[DATA RECORDS Boundary: Start]

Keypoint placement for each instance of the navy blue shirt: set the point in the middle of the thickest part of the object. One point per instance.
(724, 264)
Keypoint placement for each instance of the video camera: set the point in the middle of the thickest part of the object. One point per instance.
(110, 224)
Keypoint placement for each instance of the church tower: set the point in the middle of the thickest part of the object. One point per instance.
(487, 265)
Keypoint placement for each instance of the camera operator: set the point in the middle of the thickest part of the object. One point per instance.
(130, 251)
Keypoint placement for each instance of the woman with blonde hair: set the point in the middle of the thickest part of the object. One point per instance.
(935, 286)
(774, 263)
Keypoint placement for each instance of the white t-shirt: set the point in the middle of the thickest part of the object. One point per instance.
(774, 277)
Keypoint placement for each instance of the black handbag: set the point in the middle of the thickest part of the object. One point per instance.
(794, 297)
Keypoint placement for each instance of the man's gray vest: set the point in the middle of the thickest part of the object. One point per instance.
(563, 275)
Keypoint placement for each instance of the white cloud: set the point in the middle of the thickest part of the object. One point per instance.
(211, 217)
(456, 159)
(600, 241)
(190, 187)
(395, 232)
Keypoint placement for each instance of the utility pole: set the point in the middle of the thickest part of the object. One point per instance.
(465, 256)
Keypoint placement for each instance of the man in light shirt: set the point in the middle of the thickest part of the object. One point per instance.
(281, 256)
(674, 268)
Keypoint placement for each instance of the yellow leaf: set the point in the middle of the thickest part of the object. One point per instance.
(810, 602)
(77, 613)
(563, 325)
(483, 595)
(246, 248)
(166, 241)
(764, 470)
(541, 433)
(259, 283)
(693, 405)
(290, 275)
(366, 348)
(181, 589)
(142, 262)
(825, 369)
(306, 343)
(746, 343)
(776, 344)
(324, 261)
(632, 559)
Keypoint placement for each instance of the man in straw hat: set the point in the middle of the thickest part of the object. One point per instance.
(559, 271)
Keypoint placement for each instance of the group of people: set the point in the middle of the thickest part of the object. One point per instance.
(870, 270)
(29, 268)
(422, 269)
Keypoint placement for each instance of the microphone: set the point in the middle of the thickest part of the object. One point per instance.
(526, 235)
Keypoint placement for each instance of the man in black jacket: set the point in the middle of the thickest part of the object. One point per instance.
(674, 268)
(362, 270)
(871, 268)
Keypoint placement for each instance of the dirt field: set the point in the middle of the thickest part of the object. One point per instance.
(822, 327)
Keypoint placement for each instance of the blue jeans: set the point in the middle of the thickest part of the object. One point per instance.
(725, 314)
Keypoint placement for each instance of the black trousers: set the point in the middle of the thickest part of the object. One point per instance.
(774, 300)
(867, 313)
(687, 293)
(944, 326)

[DATA RECORDS Boundary: End]

**WHAT THE TASK ASKS**. What you need to do is retype all the entries exactly as written.

**ANSWER SECTION**.
Keypoint placement for each instance of the navy blue shirt: set the point in the middle of the thickest part of the object. One point per instance.
(724, 264)
Keypoint placement for each instance of the video camera: set the point in the middle of the thickest part of the object. One point per instance.
(110, 224)
Keypoint placement for each instance of the church tower: set the point in the middle of the thickest part of the object. One point per instance.
(487, 265)
Keypoint placement for each instance of the camera operator: set the point in the middle of the thickest part of the object. One point per instance.
(130, 251)
Keypoint placement for each instance of the woman with blonde hair: set the point in the middle of the thickest part of the object. One point per instance.
(935, 286)
(774, 263)
Keypoint placement for each instance of the white t-shirt: set the point in the middle of the thickest part of the object. One point per instance.
(774, 277)
Keypoint placement for each instance of the black handbag: set the point in the middle of the thickest part of the object. One point per instance.
(794, 297)
Keypoint placement for each instance of the man's gray vest: set the point in the middle of the thickest part of the object. One point per instance.
(563, 275)
Keypoint placement for each instance of the white cloud: set the point in the middle of the thickest part of the object. One point per instance.
(211, 217)
(456, 159)
(600, 241)
(190, 187)
(395, 232)
Keypoint placement for each instance of the utility pole: set the point in the middle of the thickest part of the object. One point per instance.
(465, 256)
Keypoint placement for each instance of the man in light shirt: set the point in the middle of the thickest part of the object. One point per instance.
(281, 256)
(674, 268)
Keypoint placement for each instance of the yellow leaf: set the point in the middle of the thickest part of the object. One point per instance.
(810, 602)
(77, 613)
(563, 325)
(483, 595)
(246, 248)
(166, 241)
(764, 470)
(541, 433)
(259, 283)
(693, 405)
(290, 275)
(366, 348)
(181, 589)
(142, 262)
(825, 369)
(306, 343)
(746, 343)
(776, 344)
(324, 261)
(632, 559)
Keypoint placement for each instance of the man in straw hat: set the point in the middle of the thickest part of the object. One point per instance.
(559, 271)
Keypoint placement for each instance of the group of people: set the point in the middle of the thickest part of the object. One point per instance.
(870, 270)
(29, 268)
(422, 269)
Keypoint placement for each instance of the microphone: set the point in the middle of the thickest part of the object. One point per instance.
(526, 235)
Keypoint placement for each instance of the man in black jacket: set the point in the middle of the thickest part of the object. One point per instance.
(674, 268)
(362, 270)
(871, 268)
Keypoint placement for each instance of the dirt field: set the point in the middle of the thickest part of the object. One point per instance.
(822, 327)
Keypoint placement for each instance of the blue jeans: set the point in the middle of the thickest part of the object. One point per instance.
(725, 314)
Keypoint placement for each instance of the black trousers: set the point in the middle of the thickest part of the object. One point per instance.
(774, 300)
(867, 313)
(687, 293)
(944, 326)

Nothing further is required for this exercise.